» **Aim of the task**: Give back each entry word for word, but drop the images.

» **Available data**:
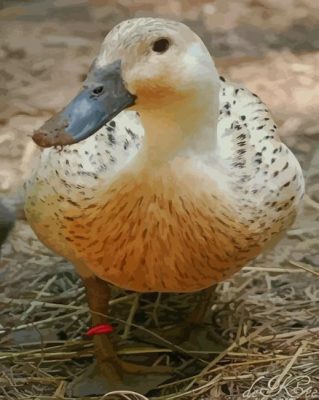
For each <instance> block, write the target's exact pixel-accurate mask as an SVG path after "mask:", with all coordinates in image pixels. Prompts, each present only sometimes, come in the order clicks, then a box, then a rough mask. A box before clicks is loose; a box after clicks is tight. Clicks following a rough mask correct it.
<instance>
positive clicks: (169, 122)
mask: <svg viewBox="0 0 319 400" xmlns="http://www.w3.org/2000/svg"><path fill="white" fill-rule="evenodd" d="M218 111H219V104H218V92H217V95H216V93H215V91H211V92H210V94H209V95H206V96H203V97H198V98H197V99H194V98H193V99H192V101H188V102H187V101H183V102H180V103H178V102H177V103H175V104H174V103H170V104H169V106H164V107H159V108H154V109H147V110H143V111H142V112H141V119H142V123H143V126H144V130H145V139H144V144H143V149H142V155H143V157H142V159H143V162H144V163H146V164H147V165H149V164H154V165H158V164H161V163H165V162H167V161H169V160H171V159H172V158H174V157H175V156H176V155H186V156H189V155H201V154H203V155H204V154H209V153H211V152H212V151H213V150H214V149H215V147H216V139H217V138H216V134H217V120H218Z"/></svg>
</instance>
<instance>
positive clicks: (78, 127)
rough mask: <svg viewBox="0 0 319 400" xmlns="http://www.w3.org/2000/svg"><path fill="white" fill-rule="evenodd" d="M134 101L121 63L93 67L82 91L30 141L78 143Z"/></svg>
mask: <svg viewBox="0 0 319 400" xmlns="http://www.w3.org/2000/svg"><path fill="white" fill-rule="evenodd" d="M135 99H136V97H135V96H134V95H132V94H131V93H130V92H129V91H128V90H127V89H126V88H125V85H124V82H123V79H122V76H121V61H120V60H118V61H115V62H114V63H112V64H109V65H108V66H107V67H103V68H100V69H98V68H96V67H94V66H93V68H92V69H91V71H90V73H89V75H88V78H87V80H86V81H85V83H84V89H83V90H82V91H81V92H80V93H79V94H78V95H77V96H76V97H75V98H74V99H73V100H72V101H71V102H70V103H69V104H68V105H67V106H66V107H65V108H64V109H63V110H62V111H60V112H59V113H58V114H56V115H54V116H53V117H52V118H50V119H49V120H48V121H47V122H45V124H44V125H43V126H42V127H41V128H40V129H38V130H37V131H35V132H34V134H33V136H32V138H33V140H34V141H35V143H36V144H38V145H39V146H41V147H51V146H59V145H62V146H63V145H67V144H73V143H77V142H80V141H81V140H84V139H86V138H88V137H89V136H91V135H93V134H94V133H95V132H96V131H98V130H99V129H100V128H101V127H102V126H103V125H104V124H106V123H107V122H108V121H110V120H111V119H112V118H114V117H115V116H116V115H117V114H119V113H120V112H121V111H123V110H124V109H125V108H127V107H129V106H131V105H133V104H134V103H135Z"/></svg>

» **Task result**:
For each <instance> block, write the target's exact pixel-accurate mask as an SVG path after "mask:", with all coordinates in image pixels. Prompts, each present only sometimes, come in the order clicks, then a box, then a rough mask. A box before clicks is loose; a box after clicks is tight. Clicks following a rough mask correct it.
<instance>
positive clicks: (169, 122)
mask: <svg viewBox="0 0 319 400" xmlns="http://www.w3.org/2000/svg"><path fill="white" fill-rule="evenodd" d="M218 111H219V104H218V92H217V95H216V93H215V91H211V92H210V94H209V95H206V96H203V97H198V98H197V99H194V98H193V99H192V101H188V102H187V101H183V102H180V103H178V102H177V103H175V104H174V103H170V104H169V106H164V107H159V108H154V109H147V110H143V111H142V112H141V119H142V123H143V126H144V130H145V139H144V144H143V149H142V155H143V157H142V159H143V162H144V163H146V164H147V165H149V164H154V165H158V164H161V163H165V162H167V161H169V160H171V159H172V158H174V157H175V156H176V155H186V156H189V155H201V154H203V155H204V154H209V153H211V152H212V151H213V150H214V149H215V147H216V139H217V138H216V134H217V120H218Z"/></svg>
</instance>
<instance>
positive clicks: (78, 127)
rough mask: <svg viewBox="0 0 319 400" xmlns="http://www.w3.org/2000/svg"><path fill="white" fill-rule="evenodd" d="M134 101L121 63L93 67L82 91L30 141L78 143Z"/></svg>
mask: <svg viewBox="0 0 319 400" xmlns="http://www.w3.org/2000/svg"><path fill="white" fill-rule="evenodd" d="M135 99H136V97H135V96H134V95H132V94H131V93H130V92H129V91H128V90H127V89H126V88H125V85H124V82H123V79H122V76H121V61H120V60H118V61H115V62H114V63H112V64H109V65H108V66H107V67H103V68H100V69H98V68H96V67H94V66H93V68H92V69H91V71H90V73H89V75H88V78H87V80H86V81H85V83H84V89H83V90H82V91H81V92H80V93H79V94H78V95H77V96H76V97H75V98H74V99H73V100H72V101H71V102H70V103H69V104H68V105H67V106H66V107H65V108H64V109H63V110H62V111H60V112H59V113H58V114H56V115H54V116H53V117H52V118H50V119H49V120H48V121H47V122H45V124H44V125H43V126H42V127H41V128H40V129H38V130H37V131H35V132H34V134H33V136H32V138H33V140H34V141H35V143H36V144H38V145H39V146H41V147H51V146H59V145H62V146H63V145H67V144H73V143H77V142H80V141H81V140H84V139H86V138H88V137H89V136H91V135H93V134H94V133H95V132H96V131H98V130H99V129H100V128H101V127H102V126H103V125H104V124H106V123H107V122H108V121H110V120H111V119H112V118H114V117H115V116H116V115H117V114H119V113H120V112H121V111H123V110H124V109H125V108H127V107H129V106H131V105H133V104H134V103H135Z"/></svg>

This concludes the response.